## [Instructions to follow]
In the entries that follow, find the line containing "Target: car windshield"; from there, copy every line exactly through the line containing "Target: woman holding wooden stick".

[Extracted material Boundary: Start]

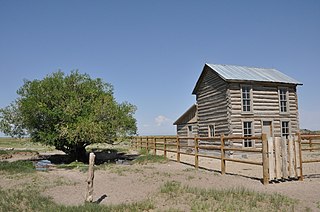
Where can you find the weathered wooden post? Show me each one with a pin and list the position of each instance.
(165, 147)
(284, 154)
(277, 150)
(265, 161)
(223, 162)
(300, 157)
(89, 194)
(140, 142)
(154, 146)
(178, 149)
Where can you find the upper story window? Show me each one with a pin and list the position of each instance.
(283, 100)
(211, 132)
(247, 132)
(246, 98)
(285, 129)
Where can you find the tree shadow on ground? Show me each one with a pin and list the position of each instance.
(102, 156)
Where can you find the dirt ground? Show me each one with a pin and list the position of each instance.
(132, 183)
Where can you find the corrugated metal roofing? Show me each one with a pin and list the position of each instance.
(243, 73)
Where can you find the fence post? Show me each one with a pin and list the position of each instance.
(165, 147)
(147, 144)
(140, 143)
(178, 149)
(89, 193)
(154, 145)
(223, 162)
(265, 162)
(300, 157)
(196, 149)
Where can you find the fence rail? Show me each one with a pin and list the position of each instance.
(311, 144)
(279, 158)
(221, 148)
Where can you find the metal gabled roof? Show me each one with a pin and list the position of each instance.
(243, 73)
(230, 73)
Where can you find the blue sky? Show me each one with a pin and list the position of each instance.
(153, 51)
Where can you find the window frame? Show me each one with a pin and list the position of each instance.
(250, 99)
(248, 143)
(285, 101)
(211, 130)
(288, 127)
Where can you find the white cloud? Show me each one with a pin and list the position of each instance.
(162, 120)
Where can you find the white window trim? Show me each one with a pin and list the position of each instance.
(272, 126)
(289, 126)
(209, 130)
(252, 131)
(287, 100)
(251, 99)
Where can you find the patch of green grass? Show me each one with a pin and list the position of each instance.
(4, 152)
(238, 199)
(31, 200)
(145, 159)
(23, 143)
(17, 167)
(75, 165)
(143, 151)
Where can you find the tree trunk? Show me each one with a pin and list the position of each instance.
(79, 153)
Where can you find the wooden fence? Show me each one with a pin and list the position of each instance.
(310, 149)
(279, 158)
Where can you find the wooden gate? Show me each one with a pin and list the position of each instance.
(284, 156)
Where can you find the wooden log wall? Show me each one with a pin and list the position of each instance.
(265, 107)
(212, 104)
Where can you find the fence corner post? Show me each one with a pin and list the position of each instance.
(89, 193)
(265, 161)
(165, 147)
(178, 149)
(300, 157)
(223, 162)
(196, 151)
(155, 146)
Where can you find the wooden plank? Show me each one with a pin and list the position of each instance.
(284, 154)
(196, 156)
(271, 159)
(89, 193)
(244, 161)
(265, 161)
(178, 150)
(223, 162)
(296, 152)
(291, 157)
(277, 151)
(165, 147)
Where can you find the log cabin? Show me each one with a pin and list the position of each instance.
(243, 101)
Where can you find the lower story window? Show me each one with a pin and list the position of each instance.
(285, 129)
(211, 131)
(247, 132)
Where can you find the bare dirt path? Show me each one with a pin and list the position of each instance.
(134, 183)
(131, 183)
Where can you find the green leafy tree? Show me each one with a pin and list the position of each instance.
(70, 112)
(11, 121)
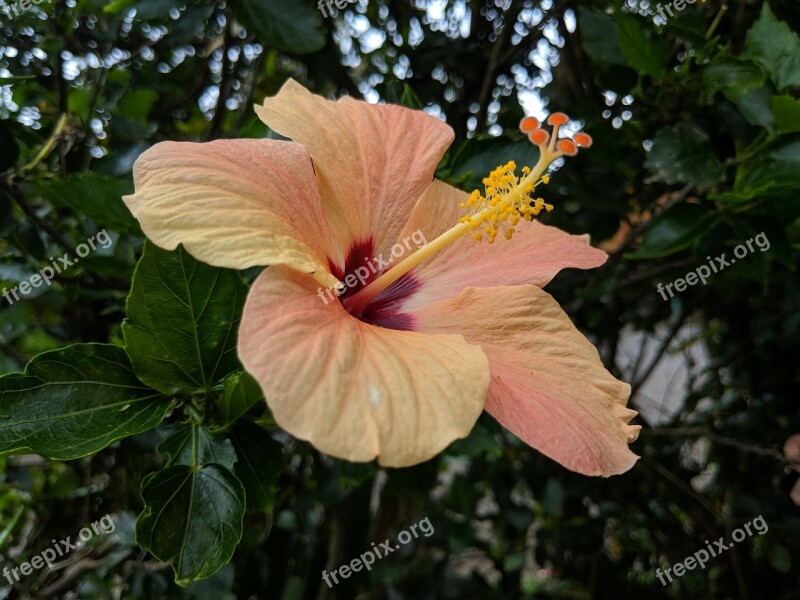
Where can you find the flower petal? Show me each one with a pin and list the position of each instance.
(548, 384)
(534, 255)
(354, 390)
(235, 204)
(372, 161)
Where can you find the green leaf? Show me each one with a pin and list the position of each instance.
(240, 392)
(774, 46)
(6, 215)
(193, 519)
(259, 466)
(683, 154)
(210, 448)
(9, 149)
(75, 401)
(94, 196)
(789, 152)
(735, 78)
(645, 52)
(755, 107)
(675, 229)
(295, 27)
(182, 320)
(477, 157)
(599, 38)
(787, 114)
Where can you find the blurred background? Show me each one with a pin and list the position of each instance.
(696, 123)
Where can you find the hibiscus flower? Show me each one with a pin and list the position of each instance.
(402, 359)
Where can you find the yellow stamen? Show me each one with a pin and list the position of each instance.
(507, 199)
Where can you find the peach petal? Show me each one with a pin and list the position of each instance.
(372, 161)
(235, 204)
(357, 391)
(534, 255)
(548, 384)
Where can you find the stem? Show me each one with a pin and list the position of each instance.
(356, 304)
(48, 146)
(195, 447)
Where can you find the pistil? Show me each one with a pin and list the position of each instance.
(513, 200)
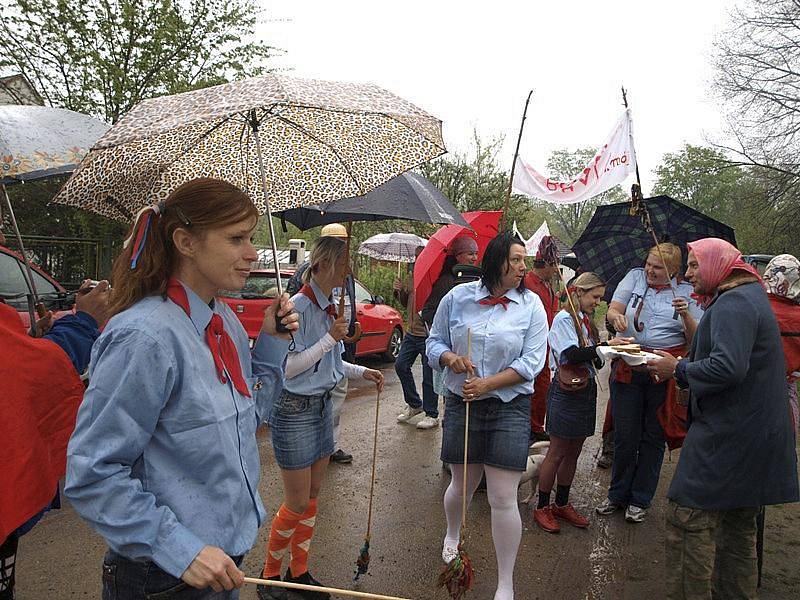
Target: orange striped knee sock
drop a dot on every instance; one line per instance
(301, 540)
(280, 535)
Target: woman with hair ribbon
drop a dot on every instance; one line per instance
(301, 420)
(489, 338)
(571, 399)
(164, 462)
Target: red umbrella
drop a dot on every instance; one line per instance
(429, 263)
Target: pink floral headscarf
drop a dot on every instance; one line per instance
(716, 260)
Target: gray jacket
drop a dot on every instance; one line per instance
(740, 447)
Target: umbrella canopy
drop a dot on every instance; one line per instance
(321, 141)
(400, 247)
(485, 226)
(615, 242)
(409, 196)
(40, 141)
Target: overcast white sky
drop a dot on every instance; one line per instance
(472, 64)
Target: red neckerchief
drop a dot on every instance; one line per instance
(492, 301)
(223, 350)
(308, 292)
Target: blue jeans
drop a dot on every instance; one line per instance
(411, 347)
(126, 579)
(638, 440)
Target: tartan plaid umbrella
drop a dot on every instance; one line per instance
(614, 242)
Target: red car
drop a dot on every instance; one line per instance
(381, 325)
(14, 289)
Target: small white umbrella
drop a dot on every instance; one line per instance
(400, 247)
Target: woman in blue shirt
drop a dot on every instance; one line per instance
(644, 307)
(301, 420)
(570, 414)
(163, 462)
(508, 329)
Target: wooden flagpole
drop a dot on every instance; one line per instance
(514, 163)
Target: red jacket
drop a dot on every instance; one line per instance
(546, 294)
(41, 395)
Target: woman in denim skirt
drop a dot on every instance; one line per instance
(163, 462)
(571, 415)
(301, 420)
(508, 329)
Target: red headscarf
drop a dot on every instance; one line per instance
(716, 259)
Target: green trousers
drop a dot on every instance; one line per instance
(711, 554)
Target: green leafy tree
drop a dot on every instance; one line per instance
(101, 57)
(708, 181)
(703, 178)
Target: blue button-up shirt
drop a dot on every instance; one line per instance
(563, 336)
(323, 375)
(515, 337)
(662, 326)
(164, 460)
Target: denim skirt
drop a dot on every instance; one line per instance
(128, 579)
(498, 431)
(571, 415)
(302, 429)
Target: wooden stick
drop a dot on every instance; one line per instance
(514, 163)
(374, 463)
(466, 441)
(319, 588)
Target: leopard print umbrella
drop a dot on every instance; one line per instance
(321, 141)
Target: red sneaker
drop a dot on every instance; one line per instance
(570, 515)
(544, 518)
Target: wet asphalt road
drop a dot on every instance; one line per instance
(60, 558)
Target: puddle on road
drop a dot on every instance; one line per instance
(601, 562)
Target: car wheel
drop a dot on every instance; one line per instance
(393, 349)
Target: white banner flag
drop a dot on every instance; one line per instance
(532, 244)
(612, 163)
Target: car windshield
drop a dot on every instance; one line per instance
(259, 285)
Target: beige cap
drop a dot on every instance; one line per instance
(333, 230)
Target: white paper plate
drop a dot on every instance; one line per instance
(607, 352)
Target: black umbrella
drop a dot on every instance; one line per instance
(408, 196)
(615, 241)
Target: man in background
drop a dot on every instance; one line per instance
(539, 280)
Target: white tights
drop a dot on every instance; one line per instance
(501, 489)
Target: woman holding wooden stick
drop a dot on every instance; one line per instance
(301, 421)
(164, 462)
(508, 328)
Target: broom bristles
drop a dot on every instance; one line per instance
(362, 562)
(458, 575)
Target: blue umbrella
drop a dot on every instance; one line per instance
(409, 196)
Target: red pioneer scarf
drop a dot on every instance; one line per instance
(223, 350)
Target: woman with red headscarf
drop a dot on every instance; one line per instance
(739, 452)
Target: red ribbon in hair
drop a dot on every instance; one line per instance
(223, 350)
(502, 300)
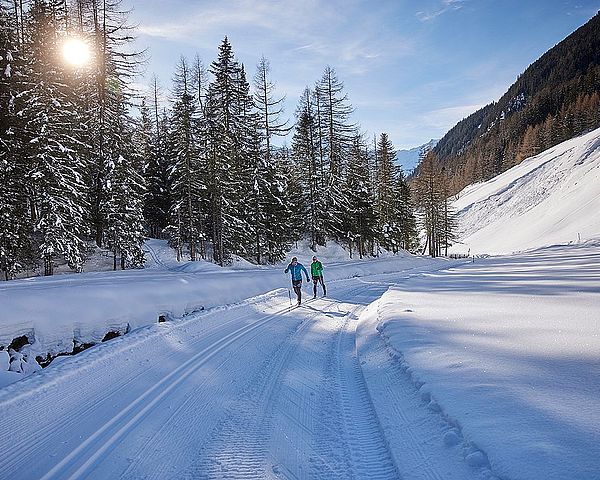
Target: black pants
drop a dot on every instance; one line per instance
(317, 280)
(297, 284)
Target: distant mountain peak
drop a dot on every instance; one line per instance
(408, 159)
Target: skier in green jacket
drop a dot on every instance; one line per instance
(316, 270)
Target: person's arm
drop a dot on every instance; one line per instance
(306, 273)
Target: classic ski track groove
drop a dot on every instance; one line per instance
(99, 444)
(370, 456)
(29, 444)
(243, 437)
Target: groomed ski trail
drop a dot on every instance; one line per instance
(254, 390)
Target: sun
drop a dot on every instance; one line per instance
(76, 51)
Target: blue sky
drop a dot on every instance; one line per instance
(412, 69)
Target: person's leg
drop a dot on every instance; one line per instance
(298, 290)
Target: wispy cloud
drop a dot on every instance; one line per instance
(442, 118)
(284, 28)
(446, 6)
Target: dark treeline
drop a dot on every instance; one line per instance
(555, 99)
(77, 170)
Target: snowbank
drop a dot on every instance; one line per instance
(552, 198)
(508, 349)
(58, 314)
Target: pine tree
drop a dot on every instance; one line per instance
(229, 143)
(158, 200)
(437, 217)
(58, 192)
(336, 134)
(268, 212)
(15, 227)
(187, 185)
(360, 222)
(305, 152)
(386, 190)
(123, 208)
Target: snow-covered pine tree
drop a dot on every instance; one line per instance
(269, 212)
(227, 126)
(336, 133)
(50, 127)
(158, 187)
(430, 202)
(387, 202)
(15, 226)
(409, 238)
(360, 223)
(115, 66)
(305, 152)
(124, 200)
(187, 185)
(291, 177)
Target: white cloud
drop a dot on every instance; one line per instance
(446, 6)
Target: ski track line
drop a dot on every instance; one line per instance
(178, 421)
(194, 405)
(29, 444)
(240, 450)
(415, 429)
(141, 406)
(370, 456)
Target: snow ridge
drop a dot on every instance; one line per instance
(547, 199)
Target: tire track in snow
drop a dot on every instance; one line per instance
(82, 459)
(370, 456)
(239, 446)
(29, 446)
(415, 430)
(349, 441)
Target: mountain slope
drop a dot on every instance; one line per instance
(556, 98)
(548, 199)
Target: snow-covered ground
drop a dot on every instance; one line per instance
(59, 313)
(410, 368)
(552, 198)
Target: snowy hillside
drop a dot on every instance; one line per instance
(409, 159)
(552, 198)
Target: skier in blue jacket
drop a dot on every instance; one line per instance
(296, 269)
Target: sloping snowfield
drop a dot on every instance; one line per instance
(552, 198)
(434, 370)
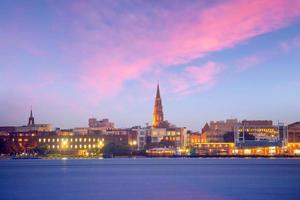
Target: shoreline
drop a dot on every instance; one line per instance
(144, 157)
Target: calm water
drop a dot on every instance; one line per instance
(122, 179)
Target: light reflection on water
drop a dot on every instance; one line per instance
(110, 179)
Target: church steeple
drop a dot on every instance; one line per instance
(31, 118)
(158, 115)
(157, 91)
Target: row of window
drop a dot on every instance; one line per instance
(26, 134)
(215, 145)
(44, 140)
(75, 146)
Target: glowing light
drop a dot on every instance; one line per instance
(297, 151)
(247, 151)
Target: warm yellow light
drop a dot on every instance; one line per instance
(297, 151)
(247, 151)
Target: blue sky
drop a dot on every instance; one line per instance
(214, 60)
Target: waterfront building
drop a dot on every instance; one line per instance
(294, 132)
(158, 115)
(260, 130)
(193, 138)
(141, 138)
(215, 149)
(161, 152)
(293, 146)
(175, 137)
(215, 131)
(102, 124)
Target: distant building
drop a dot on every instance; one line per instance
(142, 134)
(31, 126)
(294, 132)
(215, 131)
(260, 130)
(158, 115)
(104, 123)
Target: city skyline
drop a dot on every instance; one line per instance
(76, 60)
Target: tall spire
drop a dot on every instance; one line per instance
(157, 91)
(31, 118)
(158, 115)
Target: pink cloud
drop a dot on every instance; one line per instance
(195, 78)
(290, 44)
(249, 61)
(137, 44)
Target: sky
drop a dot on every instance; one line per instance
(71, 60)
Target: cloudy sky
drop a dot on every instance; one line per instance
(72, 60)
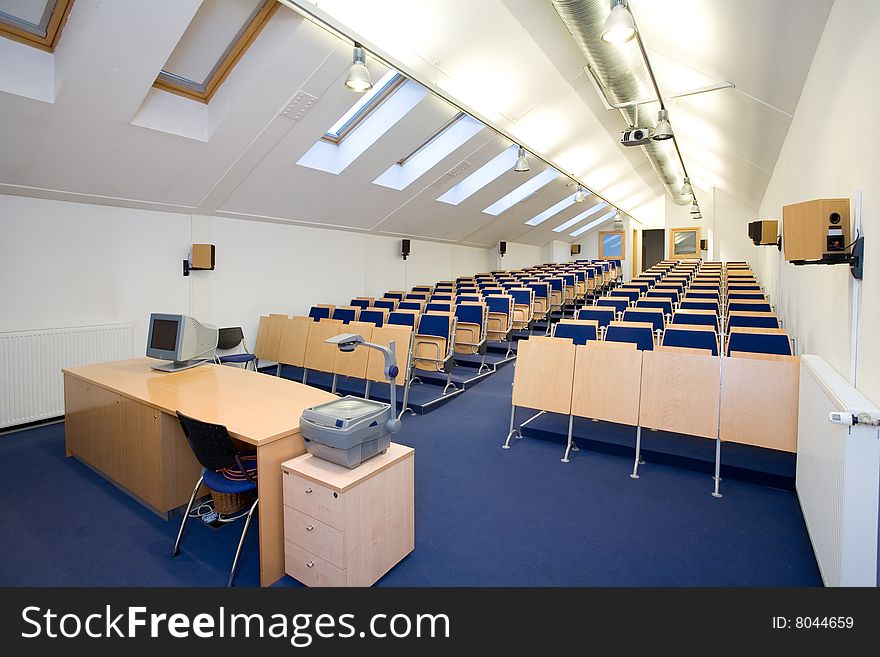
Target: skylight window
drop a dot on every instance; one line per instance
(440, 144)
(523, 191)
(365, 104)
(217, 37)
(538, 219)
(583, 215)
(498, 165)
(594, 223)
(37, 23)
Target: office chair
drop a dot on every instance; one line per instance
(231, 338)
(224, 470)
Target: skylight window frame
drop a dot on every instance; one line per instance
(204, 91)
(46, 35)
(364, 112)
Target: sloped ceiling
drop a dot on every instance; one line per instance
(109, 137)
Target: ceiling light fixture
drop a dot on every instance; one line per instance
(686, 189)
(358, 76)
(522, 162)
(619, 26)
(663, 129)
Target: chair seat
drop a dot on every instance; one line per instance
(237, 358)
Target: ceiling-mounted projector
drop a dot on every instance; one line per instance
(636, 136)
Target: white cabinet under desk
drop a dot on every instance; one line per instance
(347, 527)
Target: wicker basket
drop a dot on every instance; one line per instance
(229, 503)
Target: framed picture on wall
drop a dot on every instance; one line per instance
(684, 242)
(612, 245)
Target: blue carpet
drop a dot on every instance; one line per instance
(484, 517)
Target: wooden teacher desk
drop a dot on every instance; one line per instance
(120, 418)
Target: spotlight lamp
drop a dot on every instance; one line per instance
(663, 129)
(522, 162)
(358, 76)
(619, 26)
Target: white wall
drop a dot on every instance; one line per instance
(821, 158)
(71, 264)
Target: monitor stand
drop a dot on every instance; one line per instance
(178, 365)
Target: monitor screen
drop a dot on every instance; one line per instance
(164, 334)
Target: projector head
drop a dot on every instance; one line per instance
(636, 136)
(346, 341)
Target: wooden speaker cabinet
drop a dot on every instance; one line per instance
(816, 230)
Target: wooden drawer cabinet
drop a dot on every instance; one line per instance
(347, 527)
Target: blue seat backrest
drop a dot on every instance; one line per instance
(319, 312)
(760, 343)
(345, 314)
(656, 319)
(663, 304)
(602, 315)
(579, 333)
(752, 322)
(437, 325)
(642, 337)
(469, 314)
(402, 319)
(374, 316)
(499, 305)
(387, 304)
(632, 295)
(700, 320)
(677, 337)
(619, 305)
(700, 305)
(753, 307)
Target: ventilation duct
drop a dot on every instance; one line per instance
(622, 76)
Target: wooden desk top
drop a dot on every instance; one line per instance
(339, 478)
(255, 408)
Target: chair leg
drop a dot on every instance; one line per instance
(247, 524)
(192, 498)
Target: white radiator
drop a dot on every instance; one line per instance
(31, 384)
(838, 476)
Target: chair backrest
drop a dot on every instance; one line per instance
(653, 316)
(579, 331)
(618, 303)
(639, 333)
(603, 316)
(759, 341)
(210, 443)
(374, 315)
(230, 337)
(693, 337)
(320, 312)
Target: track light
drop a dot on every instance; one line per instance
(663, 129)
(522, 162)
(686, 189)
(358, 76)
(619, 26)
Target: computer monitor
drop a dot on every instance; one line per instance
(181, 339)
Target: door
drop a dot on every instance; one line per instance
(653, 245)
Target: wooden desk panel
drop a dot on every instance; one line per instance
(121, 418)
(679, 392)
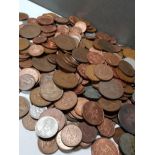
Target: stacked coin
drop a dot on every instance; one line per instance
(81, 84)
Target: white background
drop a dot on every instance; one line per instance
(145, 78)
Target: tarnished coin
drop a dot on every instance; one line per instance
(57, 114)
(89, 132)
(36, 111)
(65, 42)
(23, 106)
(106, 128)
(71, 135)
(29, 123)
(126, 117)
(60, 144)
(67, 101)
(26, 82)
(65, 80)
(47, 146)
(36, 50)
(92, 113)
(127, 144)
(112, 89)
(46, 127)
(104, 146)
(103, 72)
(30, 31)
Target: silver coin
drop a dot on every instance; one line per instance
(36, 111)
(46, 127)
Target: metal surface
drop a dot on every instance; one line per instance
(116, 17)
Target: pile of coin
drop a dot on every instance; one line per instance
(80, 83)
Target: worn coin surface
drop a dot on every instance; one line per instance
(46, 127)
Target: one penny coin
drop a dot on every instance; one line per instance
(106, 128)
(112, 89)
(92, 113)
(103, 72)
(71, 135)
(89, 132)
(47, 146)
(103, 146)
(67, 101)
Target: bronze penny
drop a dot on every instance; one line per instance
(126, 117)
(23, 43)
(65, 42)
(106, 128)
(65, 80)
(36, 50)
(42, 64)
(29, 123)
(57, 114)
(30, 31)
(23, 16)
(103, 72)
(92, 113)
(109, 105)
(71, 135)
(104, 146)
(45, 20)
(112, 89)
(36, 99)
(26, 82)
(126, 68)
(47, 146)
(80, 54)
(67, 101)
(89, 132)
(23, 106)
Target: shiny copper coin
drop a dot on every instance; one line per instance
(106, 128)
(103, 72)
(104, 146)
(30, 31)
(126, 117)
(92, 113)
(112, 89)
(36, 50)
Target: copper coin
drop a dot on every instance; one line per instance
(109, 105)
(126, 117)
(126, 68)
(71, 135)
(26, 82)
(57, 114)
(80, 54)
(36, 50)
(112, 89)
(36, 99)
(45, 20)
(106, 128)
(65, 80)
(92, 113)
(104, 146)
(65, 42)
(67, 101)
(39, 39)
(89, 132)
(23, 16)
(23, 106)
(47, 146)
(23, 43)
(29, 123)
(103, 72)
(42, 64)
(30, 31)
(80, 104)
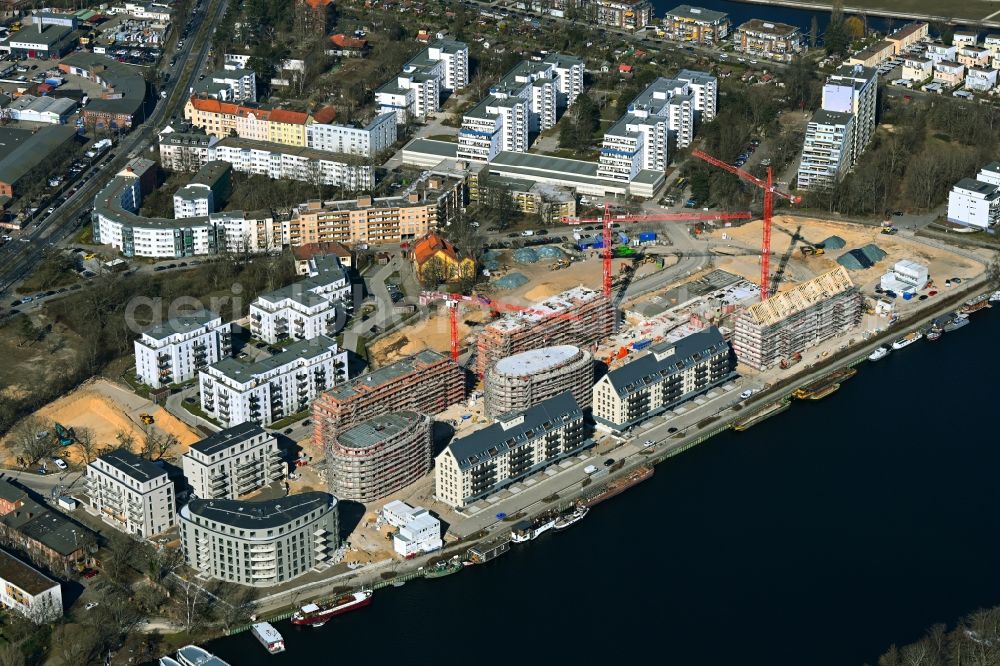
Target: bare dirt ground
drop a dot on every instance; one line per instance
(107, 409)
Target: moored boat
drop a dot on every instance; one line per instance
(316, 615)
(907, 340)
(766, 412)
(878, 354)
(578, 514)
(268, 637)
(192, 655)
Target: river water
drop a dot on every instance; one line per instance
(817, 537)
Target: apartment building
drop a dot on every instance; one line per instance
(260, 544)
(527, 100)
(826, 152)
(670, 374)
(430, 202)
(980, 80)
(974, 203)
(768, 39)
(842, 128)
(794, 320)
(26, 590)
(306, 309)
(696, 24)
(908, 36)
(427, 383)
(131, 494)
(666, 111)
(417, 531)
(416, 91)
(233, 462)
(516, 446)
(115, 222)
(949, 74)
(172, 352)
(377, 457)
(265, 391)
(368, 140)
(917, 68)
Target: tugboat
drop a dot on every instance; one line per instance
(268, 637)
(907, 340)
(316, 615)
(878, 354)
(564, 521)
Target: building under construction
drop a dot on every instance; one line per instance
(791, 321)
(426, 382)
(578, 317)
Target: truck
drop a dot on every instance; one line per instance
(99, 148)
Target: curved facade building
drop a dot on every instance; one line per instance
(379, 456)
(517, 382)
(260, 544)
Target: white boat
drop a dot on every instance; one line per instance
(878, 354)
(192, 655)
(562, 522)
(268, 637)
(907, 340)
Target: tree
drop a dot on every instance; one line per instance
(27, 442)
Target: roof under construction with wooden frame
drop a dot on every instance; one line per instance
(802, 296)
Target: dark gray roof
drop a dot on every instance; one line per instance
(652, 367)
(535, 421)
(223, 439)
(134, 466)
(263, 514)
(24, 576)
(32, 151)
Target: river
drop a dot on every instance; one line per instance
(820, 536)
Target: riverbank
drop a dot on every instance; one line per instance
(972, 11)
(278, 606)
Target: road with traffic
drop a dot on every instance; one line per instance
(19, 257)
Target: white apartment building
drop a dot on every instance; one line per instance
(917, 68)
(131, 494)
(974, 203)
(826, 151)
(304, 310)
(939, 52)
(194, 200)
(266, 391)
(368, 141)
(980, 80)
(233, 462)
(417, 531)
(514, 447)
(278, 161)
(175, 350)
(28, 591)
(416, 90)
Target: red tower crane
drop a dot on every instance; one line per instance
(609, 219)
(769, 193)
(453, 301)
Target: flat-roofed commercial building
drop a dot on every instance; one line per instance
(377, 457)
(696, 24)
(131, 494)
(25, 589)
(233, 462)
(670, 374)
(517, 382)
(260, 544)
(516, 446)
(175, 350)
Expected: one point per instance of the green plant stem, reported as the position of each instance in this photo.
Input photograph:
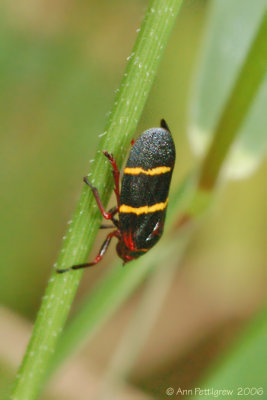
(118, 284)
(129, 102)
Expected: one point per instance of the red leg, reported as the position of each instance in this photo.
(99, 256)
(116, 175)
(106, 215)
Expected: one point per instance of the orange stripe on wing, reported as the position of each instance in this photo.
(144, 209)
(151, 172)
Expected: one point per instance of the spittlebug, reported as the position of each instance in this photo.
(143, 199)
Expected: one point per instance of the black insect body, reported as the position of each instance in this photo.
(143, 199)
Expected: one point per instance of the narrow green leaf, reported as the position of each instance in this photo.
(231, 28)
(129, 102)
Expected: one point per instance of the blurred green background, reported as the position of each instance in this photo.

[Extracted material Boundary: End]

## [Task result]
Target: car windshield
drop a dot on every instance; one line per instance
(259, 285)
Target: beige cap
drop a dot on every instance; one line per instance
(333, 230)
Target: white paper plate
drop a dot on every instance; one line per instance
(607, 352)
Target: black umbrella
drop a dot on every instance; one line per instance
(408, 196)
(615, 241)
Target: man in background
drop a dot on every instance; one line per instance
(539, 280)
Target: white tights
drop a dot on every instance; one line per instance
(501, 489)
Target: woman holding wooden stick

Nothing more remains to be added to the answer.